Without including any images, repeat the data exactly.

_ _ _

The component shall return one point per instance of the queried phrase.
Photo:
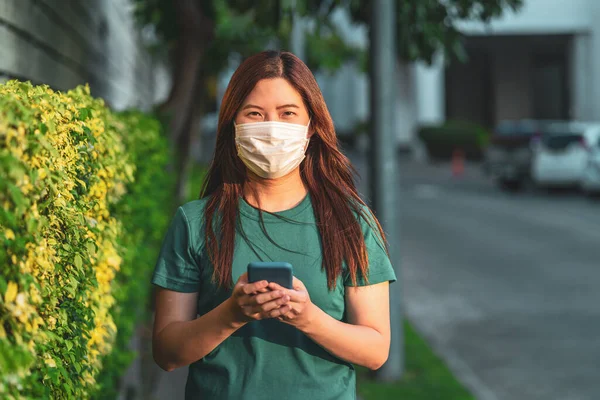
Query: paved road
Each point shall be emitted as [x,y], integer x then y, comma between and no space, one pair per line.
[505,287]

_ _ _

### Expected answer
The component shall return one point per instance of the queried phrase.
Photo:
Query: paved road
Each point shall be emitted as [x,y], integer x then y, comma between and no space, one pair per line.
[505,287]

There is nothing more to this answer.